• Written problem
Transcribe, exactly as they appear, only the lines from the one holding "One keypoint belongs on each instance. Indicate the man's dark" through the end of the entries below.
:: Raw records
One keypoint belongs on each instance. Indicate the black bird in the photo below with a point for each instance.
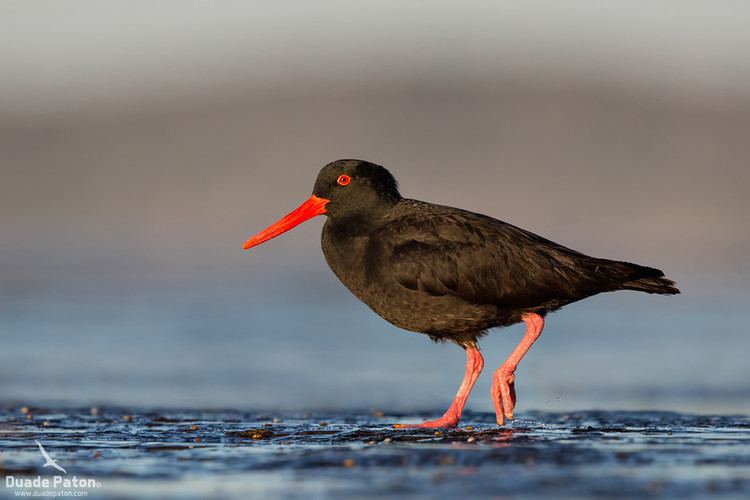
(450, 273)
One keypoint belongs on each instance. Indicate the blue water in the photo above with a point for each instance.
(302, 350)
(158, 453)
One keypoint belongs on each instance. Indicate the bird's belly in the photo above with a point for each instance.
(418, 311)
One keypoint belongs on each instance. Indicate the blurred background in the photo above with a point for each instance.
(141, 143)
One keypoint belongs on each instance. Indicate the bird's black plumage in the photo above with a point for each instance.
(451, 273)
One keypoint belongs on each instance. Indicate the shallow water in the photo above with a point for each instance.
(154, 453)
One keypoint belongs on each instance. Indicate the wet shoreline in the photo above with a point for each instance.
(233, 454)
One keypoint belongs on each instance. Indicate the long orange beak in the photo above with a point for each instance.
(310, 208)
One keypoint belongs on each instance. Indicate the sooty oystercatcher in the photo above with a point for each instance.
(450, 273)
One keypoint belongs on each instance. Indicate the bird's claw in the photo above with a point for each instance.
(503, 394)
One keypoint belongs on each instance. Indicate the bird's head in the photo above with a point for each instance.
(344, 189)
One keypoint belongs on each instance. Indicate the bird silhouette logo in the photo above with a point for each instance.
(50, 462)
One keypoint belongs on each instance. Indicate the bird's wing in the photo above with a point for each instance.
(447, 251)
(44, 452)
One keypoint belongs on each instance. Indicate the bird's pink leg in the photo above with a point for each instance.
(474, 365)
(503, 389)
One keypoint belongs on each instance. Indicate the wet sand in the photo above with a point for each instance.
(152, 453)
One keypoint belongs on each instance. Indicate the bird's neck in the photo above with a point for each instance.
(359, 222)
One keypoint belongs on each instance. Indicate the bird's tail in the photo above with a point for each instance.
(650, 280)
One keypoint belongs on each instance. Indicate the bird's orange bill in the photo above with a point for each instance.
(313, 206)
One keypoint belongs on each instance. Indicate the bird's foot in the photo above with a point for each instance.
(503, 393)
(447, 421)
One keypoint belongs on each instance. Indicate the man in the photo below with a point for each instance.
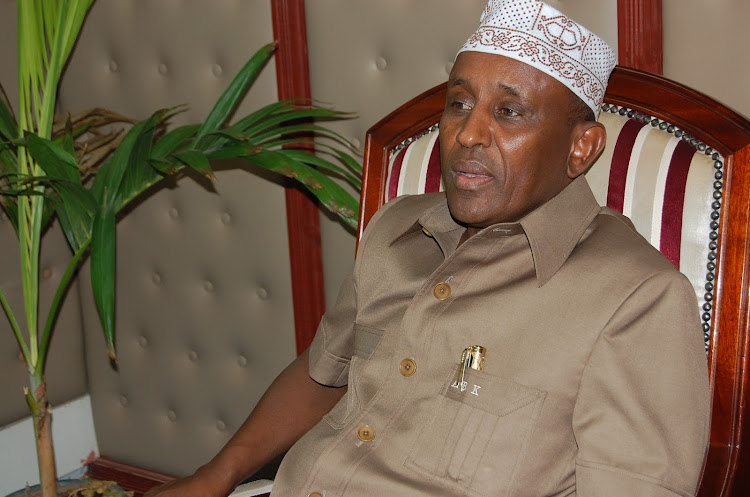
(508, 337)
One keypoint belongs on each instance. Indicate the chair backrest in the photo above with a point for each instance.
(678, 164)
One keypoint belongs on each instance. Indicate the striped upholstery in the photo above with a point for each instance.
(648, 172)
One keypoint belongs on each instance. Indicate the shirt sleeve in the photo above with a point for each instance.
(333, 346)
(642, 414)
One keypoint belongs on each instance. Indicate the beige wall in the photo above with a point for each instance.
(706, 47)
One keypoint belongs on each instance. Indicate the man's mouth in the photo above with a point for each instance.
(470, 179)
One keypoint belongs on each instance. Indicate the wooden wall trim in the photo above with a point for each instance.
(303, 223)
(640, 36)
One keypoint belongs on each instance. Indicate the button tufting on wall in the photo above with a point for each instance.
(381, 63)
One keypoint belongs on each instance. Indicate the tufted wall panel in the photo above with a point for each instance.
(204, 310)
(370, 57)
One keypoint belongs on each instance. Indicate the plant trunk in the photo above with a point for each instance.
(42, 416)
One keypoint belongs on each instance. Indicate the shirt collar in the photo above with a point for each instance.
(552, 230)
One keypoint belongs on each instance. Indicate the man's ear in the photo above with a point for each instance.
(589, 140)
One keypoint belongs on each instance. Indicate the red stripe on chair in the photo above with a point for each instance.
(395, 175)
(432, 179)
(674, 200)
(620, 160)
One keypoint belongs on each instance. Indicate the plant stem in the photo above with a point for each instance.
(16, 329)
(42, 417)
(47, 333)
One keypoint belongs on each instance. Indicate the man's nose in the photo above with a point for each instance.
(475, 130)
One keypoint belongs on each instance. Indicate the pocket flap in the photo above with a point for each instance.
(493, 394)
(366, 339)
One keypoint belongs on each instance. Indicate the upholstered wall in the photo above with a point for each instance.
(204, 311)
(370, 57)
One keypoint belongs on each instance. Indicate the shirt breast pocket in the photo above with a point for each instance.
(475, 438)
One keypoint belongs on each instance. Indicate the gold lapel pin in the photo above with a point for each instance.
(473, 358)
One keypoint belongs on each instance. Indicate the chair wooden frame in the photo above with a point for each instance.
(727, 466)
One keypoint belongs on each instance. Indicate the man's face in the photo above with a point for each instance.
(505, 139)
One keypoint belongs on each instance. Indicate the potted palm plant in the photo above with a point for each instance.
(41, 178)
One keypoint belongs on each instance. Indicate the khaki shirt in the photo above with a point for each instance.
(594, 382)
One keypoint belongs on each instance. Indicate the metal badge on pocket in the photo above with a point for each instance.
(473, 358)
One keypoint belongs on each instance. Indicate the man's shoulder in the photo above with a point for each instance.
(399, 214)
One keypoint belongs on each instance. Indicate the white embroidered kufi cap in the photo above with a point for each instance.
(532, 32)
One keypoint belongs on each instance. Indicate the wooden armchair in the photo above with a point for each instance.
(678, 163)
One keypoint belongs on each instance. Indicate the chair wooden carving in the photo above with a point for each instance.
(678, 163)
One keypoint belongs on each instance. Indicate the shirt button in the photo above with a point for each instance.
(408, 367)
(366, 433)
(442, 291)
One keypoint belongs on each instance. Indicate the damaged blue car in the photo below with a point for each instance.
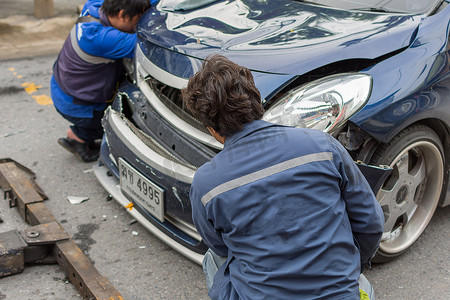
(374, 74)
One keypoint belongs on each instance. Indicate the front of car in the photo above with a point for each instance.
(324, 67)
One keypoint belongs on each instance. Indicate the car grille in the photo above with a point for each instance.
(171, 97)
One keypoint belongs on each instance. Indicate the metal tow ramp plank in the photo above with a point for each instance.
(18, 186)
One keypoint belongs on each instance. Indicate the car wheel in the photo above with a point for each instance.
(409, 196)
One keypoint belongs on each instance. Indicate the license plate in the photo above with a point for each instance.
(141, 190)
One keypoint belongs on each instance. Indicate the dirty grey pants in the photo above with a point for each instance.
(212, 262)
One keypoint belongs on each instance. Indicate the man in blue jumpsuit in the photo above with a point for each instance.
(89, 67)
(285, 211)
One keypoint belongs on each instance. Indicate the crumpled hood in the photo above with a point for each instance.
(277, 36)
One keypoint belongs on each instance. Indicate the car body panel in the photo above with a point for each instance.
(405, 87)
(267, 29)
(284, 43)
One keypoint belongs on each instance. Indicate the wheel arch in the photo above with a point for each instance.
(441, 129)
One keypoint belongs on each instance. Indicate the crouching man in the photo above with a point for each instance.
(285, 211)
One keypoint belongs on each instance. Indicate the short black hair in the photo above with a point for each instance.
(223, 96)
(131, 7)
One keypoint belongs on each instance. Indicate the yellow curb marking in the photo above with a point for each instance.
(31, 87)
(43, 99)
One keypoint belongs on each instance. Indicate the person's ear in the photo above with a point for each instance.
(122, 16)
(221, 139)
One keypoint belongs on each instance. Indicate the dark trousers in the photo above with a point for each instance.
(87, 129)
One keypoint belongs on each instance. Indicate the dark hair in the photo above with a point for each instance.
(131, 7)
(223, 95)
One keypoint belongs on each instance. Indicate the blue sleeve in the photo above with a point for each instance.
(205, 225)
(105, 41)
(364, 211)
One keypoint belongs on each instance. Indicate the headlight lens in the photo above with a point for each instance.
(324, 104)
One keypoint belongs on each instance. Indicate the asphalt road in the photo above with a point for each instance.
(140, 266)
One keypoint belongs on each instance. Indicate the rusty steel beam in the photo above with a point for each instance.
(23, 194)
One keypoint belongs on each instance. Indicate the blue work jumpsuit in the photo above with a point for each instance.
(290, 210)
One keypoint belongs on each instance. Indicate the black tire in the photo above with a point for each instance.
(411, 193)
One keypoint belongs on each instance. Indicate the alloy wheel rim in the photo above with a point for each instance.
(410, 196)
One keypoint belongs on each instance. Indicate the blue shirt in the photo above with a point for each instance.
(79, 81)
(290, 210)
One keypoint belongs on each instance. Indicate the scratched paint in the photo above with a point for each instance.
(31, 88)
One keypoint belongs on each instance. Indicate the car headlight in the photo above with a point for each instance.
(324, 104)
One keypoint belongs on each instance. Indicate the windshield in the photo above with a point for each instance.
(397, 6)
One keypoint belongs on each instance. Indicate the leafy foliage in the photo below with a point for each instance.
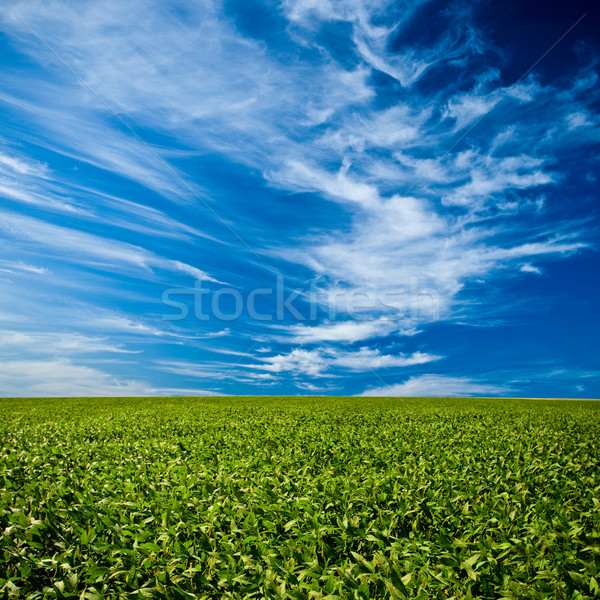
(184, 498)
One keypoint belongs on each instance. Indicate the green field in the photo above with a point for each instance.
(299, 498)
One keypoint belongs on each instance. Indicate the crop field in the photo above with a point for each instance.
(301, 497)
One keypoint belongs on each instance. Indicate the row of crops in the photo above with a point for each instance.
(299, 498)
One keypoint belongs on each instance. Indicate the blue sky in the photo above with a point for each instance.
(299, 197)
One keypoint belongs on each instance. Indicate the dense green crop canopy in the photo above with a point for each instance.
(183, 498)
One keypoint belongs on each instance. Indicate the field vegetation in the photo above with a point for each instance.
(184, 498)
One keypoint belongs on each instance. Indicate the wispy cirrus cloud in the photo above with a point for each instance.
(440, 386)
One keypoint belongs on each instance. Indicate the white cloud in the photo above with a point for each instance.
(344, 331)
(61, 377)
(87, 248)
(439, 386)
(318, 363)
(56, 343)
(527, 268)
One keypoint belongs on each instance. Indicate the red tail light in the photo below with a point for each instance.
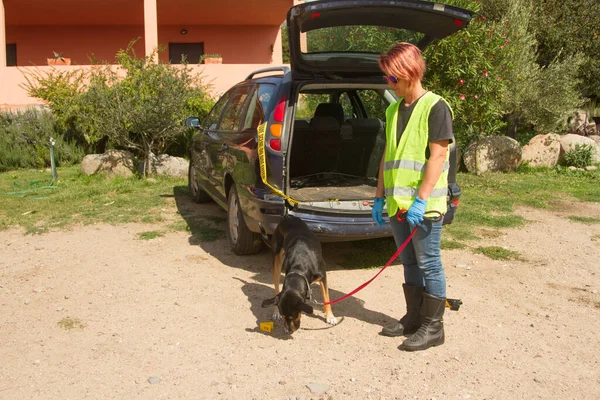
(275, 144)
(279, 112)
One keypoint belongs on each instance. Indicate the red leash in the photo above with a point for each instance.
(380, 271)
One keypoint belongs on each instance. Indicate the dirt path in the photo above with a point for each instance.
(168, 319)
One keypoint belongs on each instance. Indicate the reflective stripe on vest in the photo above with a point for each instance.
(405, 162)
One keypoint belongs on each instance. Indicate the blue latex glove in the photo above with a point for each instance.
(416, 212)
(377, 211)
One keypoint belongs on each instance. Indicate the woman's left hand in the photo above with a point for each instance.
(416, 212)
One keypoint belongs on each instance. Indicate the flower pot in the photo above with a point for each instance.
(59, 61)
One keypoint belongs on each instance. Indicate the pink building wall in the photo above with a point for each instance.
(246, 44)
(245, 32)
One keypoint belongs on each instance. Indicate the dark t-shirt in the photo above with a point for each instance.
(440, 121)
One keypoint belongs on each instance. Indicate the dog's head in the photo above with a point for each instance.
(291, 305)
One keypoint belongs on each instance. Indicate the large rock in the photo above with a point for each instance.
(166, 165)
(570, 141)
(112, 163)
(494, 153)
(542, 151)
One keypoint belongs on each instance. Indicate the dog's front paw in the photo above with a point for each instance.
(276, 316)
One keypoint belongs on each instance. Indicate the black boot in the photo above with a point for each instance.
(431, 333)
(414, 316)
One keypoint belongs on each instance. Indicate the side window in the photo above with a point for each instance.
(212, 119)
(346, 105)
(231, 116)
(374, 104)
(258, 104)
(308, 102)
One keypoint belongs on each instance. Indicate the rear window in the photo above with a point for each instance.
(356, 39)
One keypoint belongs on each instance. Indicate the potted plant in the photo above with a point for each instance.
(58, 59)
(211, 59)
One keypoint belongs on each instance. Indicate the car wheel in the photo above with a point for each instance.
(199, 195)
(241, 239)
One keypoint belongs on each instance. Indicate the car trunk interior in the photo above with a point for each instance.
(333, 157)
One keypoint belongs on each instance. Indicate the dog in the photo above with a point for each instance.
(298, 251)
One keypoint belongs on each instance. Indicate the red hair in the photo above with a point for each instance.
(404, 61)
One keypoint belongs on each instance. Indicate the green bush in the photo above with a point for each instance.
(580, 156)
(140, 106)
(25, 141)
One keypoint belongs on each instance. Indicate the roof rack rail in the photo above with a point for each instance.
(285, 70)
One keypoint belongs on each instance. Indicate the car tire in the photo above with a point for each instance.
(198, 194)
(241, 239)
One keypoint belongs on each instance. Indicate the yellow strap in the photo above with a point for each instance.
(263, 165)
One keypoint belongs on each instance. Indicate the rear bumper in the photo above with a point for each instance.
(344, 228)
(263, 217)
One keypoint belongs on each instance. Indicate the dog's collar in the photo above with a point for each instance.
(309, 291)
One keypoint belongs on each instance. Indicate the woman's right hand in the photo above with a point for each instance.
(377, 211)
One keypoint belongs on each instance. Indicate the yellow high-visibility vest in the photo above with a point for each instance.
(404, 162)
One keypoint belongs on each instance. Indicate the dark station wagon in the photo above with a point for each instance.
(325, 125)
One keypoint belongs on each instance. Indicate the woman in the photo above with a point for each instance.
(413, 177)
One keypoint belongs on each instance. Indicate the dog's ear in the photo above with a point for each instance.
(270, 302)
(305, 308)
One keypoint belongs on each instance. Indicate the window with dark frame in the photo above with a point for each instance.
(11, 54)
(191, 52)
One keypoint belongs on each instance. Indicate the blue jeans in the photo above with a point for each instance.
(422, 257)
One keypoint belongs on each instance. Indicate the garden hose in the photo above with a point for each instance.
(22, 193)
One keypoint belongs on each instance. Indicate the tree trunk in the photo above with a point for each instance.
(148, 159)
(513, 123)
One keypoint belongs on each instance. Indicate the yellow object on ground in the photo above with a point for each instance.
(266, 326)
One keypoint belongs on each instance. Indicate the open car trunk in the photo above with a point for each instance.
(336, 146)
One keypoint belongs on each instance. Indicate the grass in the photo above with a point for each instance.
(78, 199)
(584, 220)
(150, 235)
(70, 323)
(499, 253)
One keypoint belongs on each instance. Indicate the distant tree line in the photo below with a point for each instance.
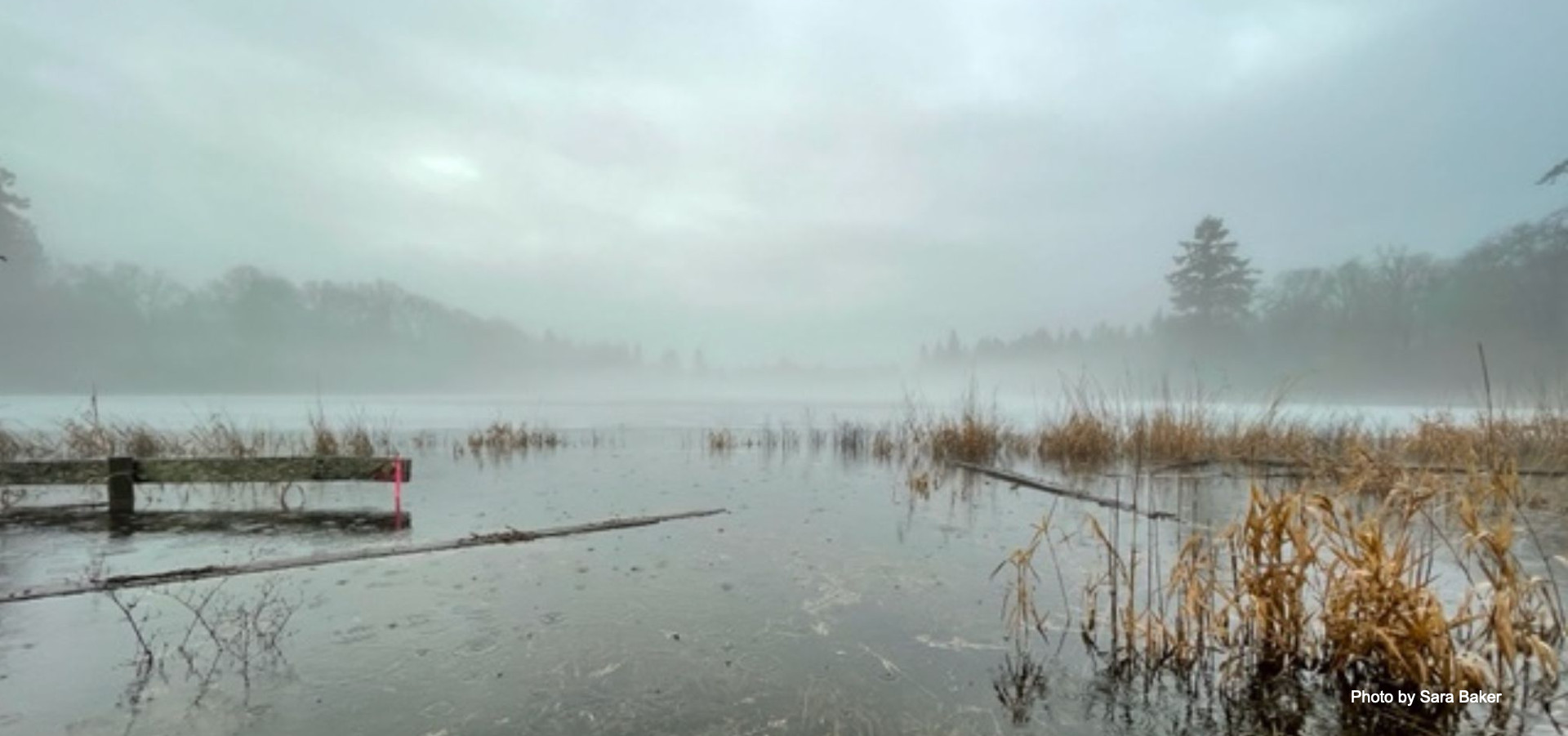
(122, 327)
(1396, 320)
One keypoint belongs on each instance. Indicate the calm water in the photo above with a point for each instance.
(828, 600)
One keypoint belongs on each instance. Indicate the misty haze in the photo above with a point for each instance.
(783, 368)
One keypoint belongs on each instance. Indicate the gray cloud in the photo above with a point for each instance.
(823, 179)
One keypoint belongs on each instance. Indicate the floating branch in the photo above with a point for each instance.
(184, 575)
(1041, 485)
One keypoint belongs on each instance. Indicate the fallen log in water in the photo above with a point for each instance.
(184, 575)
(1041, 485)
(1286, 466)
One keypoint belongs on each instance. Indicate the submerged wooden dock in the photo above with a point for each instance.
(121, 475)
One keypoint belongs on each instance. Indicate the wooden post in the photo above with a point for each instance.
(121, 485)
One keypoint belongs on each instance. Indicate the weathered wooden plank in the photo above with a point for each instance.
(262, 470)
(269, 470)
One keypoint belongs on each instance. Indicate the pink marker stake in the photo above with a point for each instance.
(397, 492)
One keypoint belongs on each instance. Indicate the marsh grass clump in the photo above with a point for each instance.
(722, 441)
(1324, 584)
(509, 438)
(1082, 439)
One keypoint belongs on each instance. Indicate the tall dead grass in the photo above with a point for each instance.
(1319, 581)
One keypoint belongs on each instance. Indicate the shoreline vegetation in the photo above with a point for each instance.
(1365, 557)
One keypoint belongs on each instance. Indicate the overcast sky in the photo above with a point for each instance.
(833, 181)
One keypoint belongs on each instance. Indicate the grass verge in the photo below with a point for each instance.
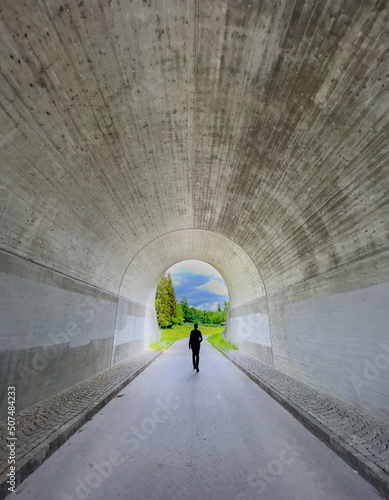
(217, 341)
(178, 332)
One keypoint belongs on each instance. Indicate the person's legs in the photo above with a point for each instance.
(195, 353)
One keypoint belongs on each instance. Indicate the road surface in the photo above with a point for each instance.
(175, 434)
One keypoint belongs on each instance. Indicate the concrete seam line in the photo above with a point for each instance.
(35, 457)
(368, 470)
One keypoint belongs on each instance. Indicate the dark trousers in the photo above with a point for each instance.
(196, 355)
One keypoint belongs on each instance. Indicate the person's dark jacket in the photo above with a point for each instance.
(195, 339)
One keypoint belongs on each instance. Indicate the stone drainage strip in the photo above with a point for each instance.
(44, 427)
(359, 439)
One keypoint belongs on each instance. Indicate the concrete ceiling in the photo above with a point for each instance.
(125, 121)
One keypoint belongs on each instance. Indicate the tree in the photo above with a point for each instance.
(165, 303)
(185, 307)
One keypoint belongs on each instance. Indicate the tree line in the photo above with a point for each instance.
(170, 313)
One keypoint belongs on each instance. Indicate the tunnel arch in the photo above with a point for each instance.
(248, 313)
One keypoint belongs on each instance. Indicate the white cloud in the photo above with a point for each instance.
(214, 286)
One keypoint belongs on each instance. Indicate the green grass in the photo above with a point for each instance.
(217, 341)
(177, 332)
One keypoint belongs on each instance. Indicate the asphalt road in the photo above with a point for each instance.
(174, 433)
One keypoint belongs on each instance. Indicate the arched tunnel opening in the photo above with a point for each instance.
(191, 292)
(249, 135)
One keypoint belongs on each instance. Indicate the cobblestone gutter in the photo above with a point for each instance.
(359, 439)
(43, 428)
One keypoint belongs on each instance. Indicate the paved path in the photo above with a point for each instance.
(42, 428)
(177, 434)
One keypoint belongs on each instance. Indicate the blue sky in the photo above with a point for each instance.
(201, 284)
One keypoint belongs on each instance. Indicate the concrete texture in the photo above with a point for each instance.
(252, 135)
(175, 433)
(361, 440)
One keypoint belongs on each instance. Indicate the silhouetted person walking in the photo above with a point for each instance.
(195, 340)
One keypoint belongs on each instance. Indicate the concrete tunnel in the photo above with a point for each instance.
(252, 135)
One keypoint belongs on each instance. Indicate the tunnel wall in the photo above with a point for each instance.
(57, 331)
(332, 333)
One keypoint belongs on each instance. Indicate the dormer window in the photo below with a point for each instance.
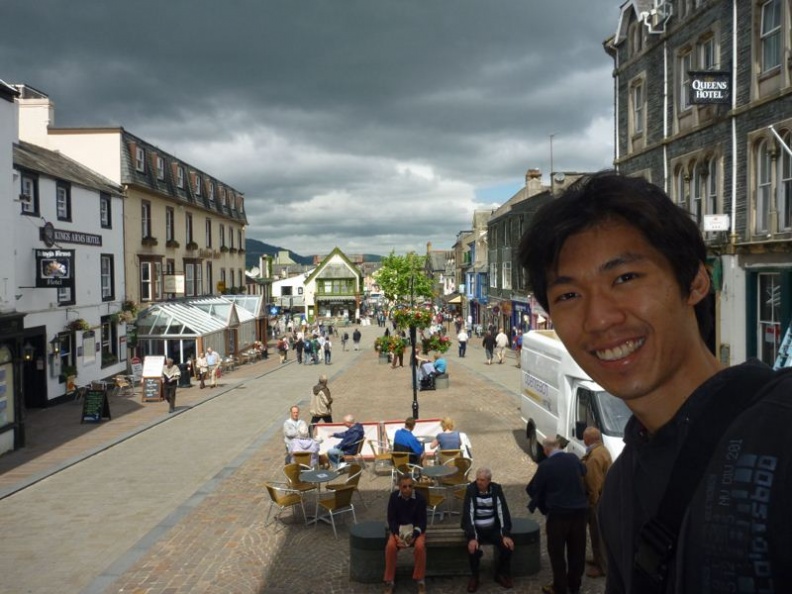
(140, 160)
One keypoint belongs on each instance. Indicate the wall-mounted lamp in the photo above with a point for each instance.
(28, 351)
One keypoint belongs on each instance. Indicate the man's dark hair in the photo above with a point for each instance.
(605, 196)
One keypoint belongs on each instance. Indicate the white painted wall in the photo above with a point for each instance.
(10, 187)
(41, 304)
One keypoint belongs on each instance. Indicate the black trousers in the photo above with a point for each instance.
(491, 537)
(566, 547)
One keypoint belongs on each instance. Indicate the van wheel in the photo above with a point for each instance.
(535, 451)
::::
• Answer to this exercise
One keypoint belongs on each instance. Indicate the man's dark hair in the photo above with a point for each instance.
(605, 196)
One keypoint belongs on each instance. Indicate the white painted wall in the photo above with a point for each instance.
(10, 187)
(41, 304)
One keypoint belongs on each instance. Indicate the black trousers in the photo above with a point for each instance.
(491, 537)
(566, 547)
One keypoint belongs on each instance. Indicate the van wheel in the photo above with a point for each instance.
(535, 451)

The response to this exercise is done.